**WHAT THE TASK ASKS**
Could you write out the rows from the start through the line containing "159 137 L 162", both ends included and requests kept, with every coordinate in the answer outlines multiplied by 0.25 and rounded to whole numbers, halves up? Leave the numbers in the requests and their format samples unchanged, and give only those lines.

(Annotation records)

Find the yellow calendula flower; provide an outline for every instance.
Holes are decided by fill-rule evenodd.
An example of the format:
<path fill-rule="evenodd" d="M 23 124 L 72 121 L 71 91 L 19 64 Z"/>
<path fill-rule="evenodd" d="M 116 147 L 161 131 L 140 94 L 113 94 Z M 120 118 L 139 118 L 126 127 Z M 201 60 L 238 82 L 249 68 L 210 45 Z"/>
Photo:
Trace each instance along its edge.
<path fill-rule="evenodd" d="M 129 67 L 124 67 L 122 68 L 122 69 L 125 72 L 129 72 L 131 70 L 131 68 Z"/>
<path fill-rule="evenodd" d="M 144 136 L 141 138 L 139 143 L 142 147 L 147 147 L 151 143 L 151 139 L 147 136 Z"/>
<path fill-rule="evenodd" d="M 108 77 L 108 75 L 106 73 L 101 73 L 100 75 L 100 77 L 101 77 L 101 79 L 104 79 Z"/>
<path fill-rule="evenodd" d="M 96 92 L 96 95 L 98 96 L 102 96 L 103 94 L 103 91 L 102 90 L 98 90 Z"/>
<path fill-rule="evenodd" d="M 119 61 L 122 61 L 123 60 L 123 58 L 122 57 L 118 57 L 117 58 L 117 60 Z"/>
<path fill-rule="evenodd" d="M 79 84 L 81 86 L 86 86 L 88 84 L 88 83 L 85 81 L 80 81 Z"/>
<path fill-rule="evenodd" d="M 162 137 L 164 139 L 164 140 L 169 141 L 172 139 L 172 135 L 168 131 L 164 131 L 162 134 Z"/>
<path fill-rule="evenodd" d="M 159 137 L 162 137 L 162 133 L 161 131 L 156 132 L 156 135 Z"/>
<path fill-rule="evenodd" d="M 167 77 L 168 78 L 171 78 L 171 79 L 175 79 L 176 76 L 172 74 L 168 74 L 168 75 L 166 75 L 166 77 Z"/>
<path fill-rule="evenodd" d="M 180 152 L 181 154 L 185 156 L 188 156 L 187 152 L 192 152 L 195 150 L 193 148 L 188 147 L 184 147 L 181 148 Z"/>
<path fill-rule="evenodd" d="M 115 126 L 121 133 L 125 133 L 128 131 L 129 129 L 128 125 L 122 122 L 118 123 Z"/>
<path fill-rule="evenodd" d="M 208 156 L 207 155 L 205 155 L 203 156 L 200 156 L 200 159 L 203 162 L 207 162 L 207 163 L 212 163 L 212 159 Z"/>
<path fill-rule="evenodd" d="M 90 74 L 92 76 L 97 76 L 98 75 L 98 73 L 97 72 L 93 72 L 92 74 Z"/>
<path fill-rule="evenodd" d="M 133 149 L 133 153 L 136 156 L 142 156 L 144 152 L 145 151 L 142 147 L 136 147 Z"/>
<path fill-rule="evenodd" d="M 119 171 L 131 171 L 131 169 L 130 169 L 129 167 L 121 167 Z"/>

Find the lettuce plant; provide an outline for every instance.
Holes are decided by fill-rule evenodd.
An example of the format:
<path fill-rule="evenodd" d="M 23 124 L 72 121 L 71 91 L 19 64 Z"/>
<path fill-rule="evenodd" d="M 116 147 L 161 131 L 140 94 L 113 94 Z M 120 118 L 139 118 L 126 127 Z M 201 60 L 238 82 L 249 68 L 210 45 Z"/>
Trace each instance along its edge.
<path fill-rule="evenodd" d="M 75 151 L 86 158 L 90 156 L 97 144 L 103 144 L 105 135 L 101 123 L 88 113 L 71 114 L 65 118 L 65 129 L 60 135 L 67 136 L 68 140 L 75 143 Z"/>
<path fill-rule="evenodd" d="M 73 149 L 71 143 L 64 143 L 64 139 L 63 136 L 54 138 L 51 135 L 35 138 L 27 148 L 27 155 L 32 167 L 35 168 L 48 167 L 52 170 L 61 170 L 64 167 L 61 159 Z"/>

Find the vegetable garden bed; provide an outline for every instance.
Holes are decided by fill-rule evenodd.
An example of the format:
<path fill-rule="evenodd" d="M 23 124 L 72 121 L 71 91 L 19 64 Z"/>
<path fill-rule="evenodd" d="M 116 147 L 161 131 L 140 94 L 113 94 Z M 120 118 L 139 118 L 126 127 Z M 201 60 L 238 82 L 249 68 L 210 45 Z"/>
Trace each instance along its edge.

**CORRECT RESPONSE**
Find the yellow calendula flower; provide an outline for every instance.
Holes are decided by fill-rule evenodd.
An example of the format:
<path fill-rule="evenodd" d="M 23 124 L 72 121 L 71 91 L 19 64 Z"/>
<path fill-rule="evenodd" d="M 116 147 L 161 131 L 140 94 L 113 94 Z M 120 118 L 139 118 L 126 127 Z M 201 60 L 238 82 L 249 68 L 210 45 Z"/>
Photo:
Trace each instance along its edge.
<path fill-rule="evenodd" d="M 32 17 L 31 17 L 31 17 L 31 17 L 31 18 L 32 18 L 33 18 L 33 17 Z"/>
<path fill-rule="evenodd" d="M 36 34 L 35 35 L 35 36 L 36 37 L 37 37 L 38 36 L 38 35 L 37 34 Z"/>
<path fill-rule="evenodd" d="M 27 19 L 27 19 L 27 18 L 25 18 L 25 19 L 25 19 L 25 19 L 25 20 L 26 20 Z"/>
<path fill-rule="evenodd" d="M 24 23 L 24 24 L 25 24 L 26 24 L 26 24 L 26 23 L 26 23 L 25 23 Z"/>
<path fill-rule="evenodd" d="M 30 15 L 31 15 L 31 15 L 31 15 L 31 14 L 30 14 L 29 15 L 29 15 Z"/>
<path fill-rule="evenodd" d="M 20 21 L 20 22 L 22 22 L 22 21 L 22 21 L 21 20 L 20 20 Z"/>
<path fill-rule="evenodd" d="M 41 34 L 41 35 L 41 35 L 42 35 L 43 35 L 43 34 L 42 33 L 41 33 L 41 34 Z"/>
<path fill-rule="evenodd" d="M 40 34 L 41 34 L 41 33 L 40 33 L 39 33 L 39 34 Z"/>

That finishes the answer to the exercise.